- **VORLIEGENDER TEXT**
-------

Gegenwind für den Verschrotter
Gewerkschaften kritisieren die unsoziale Politik von Regierungschef Renzi
»So geht es nicht!« steht auf den Plakaten, mit denen die italienischen Gewerkschaftsverbände CGIL und UIL zum Generalstreik an diesem Freitag aufrufen. Sie prangern die Wirtschafts- und Beschäftigungspolitik der Regierung von Matteo Renzi an. Sein Kabinett und der Ministerpräsident selbst haben eher sarkastisch auf die Streikankündigung reagiert: »Ihr streikt und wir arbeiten«, war der Tenor.
Es ist schwer, die Wirtschaftspolitik von Matteo Renzi in klare Worte zu fassen. Bisher hat der selbst ernannte »rottamatore« (Verschrotter) viel angekündigt, aber wenig umgesetzt. Und das Wenige, das tatsächlich getan wurde - so die Gewerkschaften -, gehe in die falsche Richtung. Der Kurs, den die Regierung einschlagen würde, war eigentlich schon klar, als Renzi sein Kabinett vorstellte: Ministerin für Wirtschaftsentwicklung wurde Federica Guidi, Tochter eines führenden Industriellen Italiens und selbst stellvertretende Vorsitzende des Industriebundes Confindustria. Minister, die aus der Gewerkschaftsbewegung kommen, gab und gibt es dagegen keine. Von vornherein war der Draht zwischen Matteo Renzi und den Unternehmern sehr gut. Was immer der neue Ministerpräsident ankündigte, er erntete Applaus von Unternehmerseite.

-------

- **AUFGABE**
Führe den Text über die Kritik der Gewerkschaften an Renzis Wirtschaftspolitik im Anschluss an seinen letzten Satz weiter. Die Einträge spielen dafür keine Rolle.

- **AUFGEFÜHRTE EINTRÄGE**
-------

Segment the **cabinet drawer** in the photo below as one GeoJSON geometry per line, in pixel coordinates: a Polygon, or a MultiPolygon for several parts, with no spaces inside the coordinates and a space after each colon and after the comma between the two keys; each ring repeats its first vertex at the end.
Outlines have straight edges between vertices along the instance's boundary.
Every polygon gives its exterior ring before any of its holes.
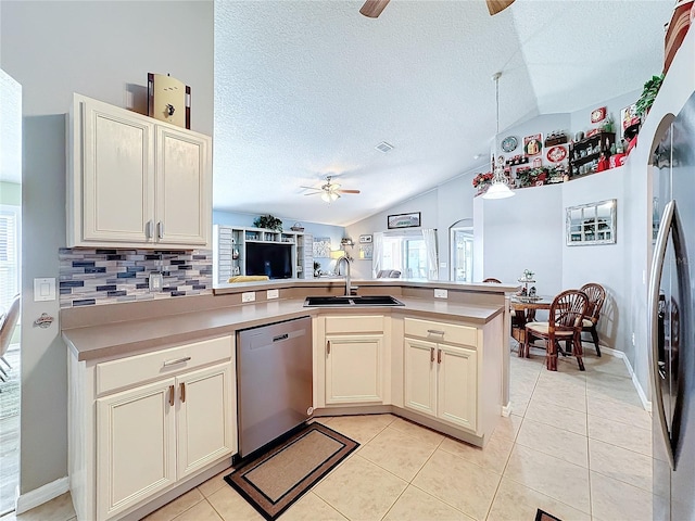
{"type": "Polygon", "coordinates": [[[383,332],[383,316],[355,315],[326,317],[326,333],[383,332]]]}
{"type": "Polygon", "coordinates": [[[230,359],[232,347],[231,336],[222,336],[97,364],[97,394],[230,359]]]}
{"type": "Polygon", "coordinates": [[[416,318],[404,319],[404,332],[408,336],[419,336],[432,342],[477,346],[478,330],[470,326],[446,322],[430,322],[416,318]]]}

-------

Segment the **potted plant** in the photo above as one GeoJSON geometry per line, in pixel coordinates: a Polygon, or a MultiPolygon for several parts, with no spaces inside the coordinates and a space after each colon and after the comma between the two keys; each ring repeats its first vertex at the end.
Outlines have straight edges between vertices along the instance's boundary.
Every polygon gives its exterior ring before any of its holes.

-------

- **LÖSUNG**
Das gilt vor allem für seine Reform des Arbeitsmarktes »Jobs Act«. Hiermit wird der Kündigungsschutz de facto aufgehoben, was auch einer der Hauptgründe für den Generalstreik ist. Die Regierung ist der Ansicht, dass die Unternehmen in einem flexibleren Arbeitsmarkt mehr Menschen fest einstellen würden. Man geht ebenfalls davon aus, dass mit dem neuen Gesetz auch ausländische Investoren dazu bewogen werden könnten, Geld in Italien anzulegen, was ebenfalls zu mehr Arbeitsplätzen führen würde.
Die Gewerkschaften sind da ganz anderer Meinung: Die Kappung von verbrieften Arbeitnehmerrechten werde sich negativ auf das soziale Klima auswirken und keinen einzigen neuen Arbeitsplatz schaffen. Auch in Bezug auf Investitionen aus dem Ausland sind sie skeptisch: Wenn niemand in Italien investieren will, so sagen sie, dann liegt das an der unübersichtlichen Bürokratie, an der weit verbreiteten Korruption - laut der aktuellen Untersuchung von Transparency International zählt Italien neben Griechenland und Rumänien zu den korruptesten Staaten in der EU - und an der Macht der organisierten Kriminalität. Aber sicher nicht an den Rechten der Beschäftigen.
Renzi hat auch seine Steuerpolitik immer an den eher Besserverdienenden ausgerichtet. So gab es Steuervergünstigungen in Höhe von 80 Euro monatlich - aber nur für die Angestellten mit festem Arbeitsvertrag. Vollkommen leer gehen dabei die Jüngeren aus, die meist in prekären Verhältnissen arbeiten, aber auch die Rentner, die in Italien zum größten Teil noch nicht einmal 1000 Euro monatlich erhalten.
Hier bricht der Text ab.